__Your instructions__. Retype all the records with nothing changed.

>> begin

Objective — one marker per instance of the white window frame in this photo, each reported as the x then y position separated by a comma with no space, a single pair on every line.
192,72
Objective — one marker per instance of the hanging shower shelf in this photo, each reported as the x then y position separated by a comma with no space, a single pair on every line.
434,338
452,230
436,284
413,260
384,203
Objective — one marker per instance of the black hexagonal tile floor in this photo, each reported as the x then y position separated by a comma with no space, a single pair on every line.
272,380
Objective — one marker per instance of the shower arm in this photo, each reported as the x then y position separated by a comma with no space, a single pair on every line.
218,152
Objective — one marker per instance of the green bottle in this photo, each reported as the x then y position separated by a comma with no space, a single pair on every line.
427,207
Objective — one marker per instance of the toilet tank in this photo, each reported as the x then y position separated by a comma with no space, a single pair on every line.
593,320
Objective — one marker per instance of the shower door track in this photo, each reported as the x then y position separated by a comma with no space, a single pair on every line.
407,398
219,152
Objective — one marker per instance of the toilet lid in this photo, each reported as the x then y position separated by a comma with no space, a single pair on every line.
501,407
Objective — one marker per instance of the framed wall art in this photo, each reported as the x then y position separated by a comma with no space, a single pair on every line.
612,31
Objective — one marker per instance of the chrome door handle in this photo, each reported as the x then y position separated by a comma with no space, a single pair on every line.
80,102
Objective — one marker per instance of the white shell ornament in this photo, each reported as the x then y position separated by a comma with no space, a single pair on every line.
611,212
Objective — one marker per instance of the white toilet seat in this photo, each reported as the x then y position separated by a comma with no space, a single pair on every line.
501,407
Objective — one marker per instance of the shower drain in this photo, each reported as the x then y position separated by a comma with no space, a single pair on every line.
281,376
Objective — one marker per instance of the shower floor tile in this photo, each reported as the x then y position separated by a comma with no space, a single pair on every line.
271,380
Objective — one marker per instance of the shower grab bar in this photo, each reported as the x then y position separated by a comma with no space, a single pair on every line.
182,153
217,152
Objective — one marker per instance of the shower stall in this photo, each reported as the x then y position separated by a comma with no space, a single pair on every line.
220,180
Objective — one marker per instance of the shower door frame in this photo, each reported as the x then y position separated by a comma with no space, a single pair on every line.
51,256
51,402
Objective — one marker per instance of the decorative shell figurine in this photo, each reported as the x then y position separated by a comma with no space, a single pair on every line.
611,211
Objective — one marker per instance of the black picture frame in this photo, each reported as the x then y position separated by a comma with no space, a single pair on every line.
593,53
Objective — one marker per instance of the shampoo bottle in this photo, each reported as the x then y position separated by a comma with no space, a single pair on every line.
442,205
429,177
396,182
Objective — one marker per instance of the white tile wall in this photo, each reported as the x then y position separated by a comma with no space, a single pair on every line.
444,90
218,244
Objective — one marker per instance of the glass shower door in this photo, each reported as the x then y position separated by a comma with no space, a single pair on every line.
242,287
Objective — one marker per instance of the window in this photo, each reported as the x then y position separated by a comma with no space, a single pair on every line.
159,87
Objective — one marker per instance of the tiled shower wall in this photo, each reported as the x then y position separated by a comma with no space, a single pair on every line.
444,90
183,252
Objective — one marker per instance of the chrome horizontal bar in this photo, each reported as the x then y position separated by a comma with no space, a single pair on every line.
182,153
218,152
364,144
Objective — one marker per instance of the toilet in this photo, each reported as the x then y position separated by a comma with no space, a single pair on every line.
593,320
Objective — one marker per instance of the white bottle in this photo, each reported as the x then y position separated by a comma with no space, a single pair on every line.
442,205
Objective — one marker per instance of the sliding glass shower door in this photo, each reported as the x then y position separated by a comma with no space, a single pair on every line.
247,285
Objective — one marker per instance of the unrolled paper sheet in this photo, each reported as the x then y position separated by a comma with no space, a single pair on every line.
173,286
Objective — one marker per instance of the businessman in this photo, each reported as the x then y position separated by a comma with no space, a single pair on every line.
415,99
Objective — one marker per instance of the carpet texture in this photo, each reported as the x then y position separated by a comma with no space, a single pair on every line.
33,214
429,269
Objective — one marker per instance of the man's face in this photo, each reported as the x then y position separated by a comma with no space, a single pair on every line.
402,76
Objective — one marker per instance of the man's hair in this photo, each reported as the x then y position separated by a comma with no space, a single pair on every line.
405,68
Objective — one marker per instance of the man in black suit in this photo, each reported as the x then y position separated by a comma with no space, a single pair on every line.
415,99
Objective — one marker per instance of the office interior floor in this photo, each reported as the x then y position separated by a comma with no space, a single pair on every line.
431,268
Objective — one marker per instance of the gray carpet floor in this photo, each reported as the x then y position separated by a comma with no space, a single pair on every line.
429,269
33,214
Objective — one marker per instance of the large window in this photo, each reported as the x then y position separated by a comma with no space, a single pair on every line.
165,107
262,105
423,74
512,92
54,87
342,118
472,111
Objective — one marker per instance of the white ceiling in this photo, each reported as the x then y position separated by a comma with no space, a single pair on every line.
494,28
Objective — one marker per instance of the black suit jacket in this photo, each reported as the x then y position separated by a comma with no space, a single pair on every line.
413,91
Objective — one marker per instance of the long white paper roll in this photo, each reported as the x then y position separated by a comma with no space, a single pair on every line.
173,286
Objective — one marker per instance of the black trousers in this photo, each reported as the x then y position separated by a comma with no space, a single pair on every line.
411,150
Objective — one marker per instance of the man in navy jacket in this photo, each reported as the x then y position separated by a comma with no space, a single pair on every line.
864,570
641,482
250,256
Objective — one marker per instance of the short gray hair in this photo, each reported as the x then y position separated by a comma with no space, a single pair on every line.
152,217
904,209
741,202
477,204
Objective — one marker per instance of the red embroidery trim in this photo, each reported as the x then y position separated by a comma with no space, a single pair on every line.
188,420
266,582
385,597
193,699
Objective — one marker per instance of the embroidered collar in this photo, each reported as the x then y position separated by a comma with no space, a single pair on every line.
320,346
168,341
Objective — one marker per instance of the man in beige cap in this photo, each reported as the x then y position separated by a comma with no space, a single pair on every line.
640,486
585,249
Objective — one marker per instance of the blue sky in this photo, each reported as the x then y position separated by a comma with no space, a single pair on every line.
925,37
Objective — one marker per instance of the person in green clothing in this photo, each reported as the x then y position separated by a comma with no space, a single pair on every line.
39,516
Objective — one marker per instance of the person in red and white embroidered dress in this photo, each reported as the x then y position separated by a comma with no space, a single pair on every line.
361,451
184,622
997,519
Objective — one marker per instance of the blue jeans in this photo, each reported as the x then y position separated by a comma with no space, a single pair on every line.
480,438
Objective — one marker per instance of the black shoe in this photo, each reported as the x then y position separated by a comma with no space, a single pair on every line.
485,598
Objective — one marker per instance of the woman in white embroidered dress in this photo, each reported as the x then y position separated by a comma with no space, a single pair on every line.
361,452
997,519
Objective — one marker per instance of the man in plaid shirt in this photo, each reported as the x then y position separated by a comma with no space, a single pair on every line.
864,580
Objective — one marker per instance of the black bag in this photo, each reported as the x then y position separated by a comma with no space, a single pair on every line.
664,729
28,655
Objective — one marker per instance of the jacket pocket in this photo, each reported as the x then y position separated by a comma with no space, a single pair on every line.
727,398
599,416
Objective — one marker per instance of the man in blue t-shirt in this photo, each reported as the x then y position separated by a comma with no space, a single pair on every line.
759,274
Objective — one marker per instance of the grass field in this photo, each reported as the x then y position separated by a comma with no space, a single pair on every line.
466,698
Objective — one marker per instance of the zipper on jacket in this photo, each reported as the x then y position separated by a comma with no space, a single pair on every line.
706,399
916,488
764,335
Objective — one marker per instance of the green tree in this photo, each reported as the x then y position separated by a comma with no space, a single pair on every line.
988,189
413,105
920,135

>> end

__Final result__.
Objective — one marker per instance of the white window frame in this photo, each reported as the x then y position separated by a comma with no space, a single pair on every line.
192,72
Objective — one marker per instance of the hanging shower shelf in this photo, each reported as the x then y position separated by a comma with no space, a single pair on every line.
434,338
452,230
436,284
413,260
384,203
Objective — one marker per instance of the black hexagonal tile floor in this photo, each reported as the x then y position separated by a comma with no space, a single pair on every line.
272,380
Objective — one marker per instance of the shower arm in this photo, each reported as the x then y position separated by a comma with no space, a single pair on every line.
218,152
Objective — one marker per instance of the green bottle in this photo, each reported as the x then y position separated by a comma with no space, a single pair on every line.
427,207
Objective — one marker per instance of the toilet tank in this photo, each reported as the x then y position separated by a comma with no space, a single pair on every line.
593,320
Objective — one marker per instance of the shower door track in this photo, each reported as the x then y position separated by a comma with no space, a single pair on every line.
407,398
219,152
Objective — one marker per instance of the toilet lid in this photo, each reported as the x then y position separated by a comma with no space, a single pair on every line.
501,407
Objective — one marker per instance of the framed wall art in this photo, each reported as the x then y position separated by a comma with no space, a single pair on every line.
612,31
Objective — one marker per instance of the chrome door handle in this photo, each reported as the x then y position separated by a comma with no space, a single pair on every line.
80,102
Objective — one marker per instance of the white shell ornament in this photo, each reported as the x then y position separated by a comma with no space, a single pair on every line.
611,212
Objective — one marker per instance of the white toilet seat in this photo, each reported as the x then y position separated by a comma with no space, a single pair on every line.
501,407
Objective — one marker per instance of the shower drain in this photo, each reported as the x then y position separated by a comma with no space, a single pair on every line.
281,376
Objective — one marker per instance of the shower floor tile in this photo, each reported as the x then y position separated by a comma with no space, a single pair on every line.
271,380
Objective — one marker per instance of the shower grab bar in this photo, each reported as the x then y position separated by a comma with no space, a single pair on every line.
182,153
217,152
Objective — one marker per instance of the shower stall in this photo, each reported as the x then y position separated by a comma with no space, a single pair on every line.
220,180
Objective — one marker per instance of the shower door frame in this photo, each reported as the x then y position separated by a comma with no space, a single pair on every line.
51,256
51,402
Objective — one marker per instance of the decorative shell figurine in this photo, each reported as the x then y position separated by a comma with no space, a single pair on every line.
611,211
Objective — one marker per instance of the black picture frame in this photo, each reported as the x then y position separated by a comma with no space, a single pair on every line.
593,53
Objective — one marker per instance of the shampoo bottle in this photo, each reported as the x then y position separated by a comma with no space, a single pair on every line.
442,205
429,177
396,182
Objective — one marker per instance of the white tile wall in this photo, each reported as the x then y position separated by a comma with no space, a single pair on every line.
444,90
218,244
Objective — one marker per instance of the glass shower door in this photo, each reported as the x then y position separated by a comma with no space, a single pair on every line.
242,287
Objective — one marker per instance of the window in this photo, each reported as the x then y position separated by a comma with no space, a single pair on every line.
159,87
Objective — one marker per instance of the tiled shower wall in this photo, each reported as the x then y position separated by a comma with no space, a single pair on every line.
444,90
183,252
Objective — one marker per instance of the chrome horizontal bar in this photo, each reported as the x then y position separated by a comma with no space, a single pair on every line.
182,153
218,152
364,144
Objective — one marker per instance of the toilet in this photo, each reported as the x then y position separated by a comma with no space, a single pair on every line.
593,320
Objective — one marker per instance of the white bottle in this photo, each reported as the x then y position separated by a comma with no space, a single pair on every line.
442,205
Objective — one marker per instance of the sliding glass shower door in this photo, each reported as the x then y position separated by a comma with no space, a single pair on every line.
247,285
Objective — one marker per instance of the unrolled paper sheet in this photo, each reported as the x then y position separated by a comma with no space, a single pair on every line.
173,286
Objective — one marker per instance of the businessman in this photo, each reported as the x then y position separated by a comma with no space, a single pair on every line.
415,99
Objective — one marker per instance of the carpet texture in this photo, each reported as the x then y position separated by a comma with no space, a single pair on every line.
33,214
429,269
Objective — one marker per instance of the man's face in this photo, each reported as the x then y position separated by a comma with no space, a single pair on every line.
402,76
Objective — one marker per instance of the man's hair in this photo, each reported as the x then y position separated by a comma with no space, a single pair on every line.
405,68
Objective — one marker per instance of the man in black suit in this photo, each reported as the x then y position separated by a comma with no space, a single pair on every line.
415,99
Objective — one marker per instance of the office interior floor in this photo, each reported as the x then y position separated by a comma with no space, a single pair on every line.
431,268
Objective — one marker per instance of the gray carpet floor in this photo, each reported as the x then y position separated by a comma with no space, a single pair on every line.
429,269
33,214
Objective — one marker per instance of the large window in this photo, each reported as the x then y position separated by a comma with no space, a single pair on every line.
165,107
262,105
423,74
512,92
54,87
342,118
472,111
Objective — one marker per instance of the white ceiling in this photo, each reported as the x then y position separated by a comma with no space, a single pair on every line.
494,28
Objective — one marker per instance of the black suit jacket in this photo, each reported as the x then y position separated by a comma with no space, a single pair on every line.
413,91
Objective — one marker per instance of the long white paper roll in this photo, each reported as the x then y position separated by a comma with no space, a single pair on every line.
173,286
Objective — one marker per instance of the black trousers in this photo, each reported as the x then y position separated by a comma with no space, a single pair on every line.
411,150
Objective — one marker per instance of the man in navy jacket in this photo, each reported as the x then y position separated by a comma with no space, a single pair on every line.
864,570
641,482
250,256
Objective — one marker per instance of the short gray hair in this photo, each reported as the x then y position separated by a comma with no space, a single pair on every line.
152,217
904,209
741,202
477,204
Objective — one marker per instance of the red embroidery trim in this photo, each reported as the x then y position separated by a comma with no space, a single pair on every line.
188,420
266,582
385,597
193,699
Objective — one marker per instance of the embroidered collar in this photo, each reported as the x then y position separated by a comma with no space, a single pair on every line.
320,346
168,341
Objective — one marker per instance of the man in beige cap in this photo, each reported as the x then y position separated by a comma with no space, a single pair on every line.
640,486
585,249
Objective — one marker per instance of the blue sky in this photo, each reported as the x then y position separated by a comma with no space, a single pair on every line.
925,37
Objective — one marker per instance of the person in green clothing in this photo, each reported as the x then y position separated by a comma with no space, a single pair on every line.
39,516
Objective — one marker per instance of the person in red and white embroidered dress in this photo, each reported as the x then y position separated by a comma with no space, a single pair on every line.
361,451
184,622
997,519
Objective — one marker per instance of the blue jeans in this photo, each reported as the x then y position separated by a comma with no space, a single pair on every line.
480,438
Objective — one marker per instance of the black shoe in this photo, each reported as the x then y position separated by a comma with no space, a single pair on every line.
485,598
Objective — one marker per instance of the woman in white embroidered dress in this photo, each reported as the x then y position separated by a comma with no space, a single pair on every line.
361,452
997,519
Objective — one marker per instance of the man in plaid shirt in this photo, each reported as the x then y position separated by a comma with no space, a single pair on every line.
864,580
Objective — one marker per instance of the black bag in this photo, each reported as the x then y position separated by a comma with no space, a single pair on every line.
664,729
28,655
Objective — one marker per instance of the jacket pocket in this photo, each reported as the x then y position separated by a comma with no space, a single pair on every line.
727,398
599,416
Objective — one marker per instance of the man in blue t-shirt in this photo, each reported as the x then y position separated by a comma with no space, a single pair on every line.
759,274
Objective — one marker per instance of the grass field in this photo, each reported as the x then y position separated by a comma with no space, a single pair on every line.
466,698
Objective — one marker per instance of the zipper on jacket in this photo, each reported as the x then y position separated by a comma with no space, a single pair on every line.
706,399
916,488
764,335
Objective — one marker per instance of the green tree in this photo, each reported as the x then y position separated by a comma with no space, a single pair on every line.
988,189
413,105
920,135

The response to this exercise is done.